▶ **TASK PROMPT**: Nothing but a number should be returned: the count of lines in the records that contain "white".

☆ ☆ ☆

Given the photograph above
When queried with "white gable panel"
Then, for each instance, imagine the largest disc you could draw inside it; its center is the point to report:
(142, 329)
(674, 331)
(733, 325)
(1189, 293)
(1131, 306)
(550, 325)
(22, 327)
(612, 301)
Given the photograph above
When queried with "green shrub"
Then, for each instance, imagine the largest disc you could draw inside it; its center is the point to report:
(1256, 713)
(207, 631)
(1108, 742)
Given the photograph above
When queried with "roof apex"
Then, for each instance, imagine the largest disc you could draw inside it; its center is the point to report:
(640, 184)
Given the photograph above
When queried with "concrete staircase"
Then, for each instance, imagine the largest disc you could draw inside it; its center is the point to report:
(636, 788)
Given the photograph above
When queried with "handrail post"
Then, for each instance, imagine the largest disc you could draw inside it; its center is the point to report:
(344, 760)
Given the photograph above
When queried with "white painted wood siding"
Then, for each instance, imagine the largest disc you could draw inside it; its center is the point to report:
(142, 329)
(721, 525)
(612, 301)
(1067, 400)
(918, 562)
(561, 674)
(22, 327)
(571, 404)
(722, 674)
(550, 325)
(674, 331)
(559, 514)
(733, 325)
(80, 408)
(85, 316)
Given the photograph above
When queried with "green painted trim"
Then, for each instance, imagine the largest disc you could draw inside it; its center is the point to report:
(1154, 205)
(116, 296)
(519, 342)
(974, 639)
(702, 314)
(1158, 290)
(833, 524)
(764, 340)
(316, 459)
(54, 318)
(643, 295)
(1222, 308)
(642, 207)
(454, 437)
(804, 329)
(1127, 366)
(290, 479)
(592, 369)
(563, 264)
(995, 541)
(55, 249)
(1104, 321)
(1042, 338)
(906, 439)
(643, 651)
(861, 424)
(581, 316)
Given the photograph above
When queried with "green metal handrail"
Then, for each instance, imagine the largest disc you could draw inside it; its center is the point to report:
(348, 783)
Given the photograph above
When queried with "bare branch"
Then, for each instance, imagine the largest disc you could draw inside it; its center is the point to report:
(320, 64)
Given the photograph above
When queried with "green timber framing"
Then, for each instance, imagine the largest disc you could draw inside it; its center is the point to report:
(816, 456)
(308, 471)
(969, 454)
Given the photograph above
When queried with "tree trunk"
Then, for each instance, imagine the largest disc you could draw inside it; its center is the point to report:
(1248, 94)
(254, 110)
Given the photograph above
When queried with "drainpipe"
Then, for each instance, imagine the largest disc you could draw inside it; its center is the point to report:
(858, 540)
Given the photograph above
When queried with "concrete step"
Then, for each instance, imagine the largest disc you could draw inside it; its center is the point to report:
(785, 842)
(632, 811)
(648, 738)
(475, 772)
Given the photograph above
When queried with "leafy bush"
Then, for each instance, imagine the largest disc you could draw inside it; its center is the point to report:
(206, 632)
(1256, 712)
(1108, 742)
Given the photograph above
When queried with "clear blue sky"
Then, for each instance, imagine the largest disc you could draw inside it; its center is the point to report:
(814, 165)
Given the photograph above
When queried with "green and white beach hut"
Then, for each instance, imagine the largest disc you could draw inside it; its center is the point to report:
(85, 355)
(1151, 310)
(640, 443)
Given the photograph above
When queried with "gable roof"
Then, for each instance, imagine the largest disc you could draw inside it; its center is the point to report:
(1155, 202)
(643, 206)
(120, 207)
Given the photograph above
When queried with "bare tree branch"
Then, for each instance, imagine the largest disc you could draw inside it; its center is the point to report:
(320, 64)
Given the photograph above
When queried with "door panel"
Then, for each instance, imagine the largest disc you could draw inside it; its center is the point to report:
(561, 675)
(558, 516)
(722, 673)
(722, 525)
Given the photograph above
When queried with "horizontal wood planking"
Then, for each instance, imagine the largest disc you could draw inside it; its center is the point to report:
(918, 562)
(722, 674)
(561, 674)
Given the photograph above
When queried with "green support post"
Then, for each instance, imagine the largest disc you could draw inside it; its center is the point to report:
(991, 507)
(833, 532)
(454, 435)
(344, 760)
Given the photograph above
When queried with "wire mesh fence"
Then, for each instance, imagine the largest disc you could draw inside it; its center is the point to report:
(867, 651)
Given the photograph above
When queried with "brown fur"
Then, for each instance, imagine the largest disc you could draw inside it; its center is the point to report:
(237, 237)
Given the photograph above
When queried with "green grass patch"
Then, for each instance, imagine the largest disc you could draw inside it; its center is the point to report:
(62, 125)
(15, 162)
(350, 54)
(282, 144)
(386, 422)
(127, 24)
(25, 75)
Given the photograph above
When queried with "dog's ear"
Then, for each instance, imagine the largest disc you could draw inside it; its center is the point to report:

☆ ☆ ☆

▶ **TASK OUTPUT**: 3